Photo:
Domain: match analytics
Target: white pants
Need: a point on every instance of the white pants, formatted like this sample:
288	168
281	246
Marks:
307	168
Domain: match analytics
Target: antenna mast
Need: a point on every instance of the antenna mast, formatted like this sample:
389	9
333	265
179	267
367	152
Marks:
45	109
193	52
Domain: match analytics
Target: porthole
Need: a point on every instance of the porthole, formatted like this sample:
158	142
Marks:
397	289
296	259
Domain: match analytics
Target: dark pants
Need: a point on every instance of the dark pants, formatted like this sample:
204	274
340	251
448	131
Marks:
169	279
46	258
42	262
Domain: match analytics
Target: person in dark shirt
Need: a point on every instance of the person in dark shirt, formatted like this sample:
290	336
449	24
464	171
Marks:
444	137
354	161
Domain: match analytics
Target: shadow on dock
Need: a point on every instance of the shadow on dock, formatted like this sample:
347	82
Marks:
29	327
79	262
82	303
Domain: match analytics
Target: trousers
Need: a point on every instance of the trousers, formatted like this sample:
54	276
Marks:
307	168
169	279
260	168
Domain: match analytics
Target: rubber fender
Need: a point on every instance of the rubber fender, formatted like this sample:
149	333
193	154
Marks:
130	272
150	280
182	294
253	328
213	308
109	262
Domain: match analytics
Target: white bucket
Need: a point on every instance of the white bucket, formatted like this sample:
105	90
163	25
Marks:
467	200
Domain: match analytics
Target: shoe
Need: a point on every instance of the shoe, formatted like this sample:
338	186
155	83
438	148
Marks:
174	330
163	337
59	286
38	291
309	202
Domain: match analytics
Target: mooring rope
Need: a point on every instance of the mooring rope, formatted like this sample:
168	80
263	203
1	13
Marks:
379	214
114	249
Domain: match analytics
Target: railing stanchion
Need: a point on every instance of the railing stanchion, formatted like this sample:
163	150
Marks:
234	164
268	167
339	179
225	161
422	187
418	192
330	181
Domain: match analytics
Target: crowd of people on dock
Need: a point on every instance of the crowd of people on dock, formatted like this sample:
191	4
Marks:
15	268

★ ★ ★ ★ ★ ★ ★

PROBLEM =>
Please count the lines in the data above that contain the string "trousers". Give only the number.

ANSWER TO THE EXERCISE =>
2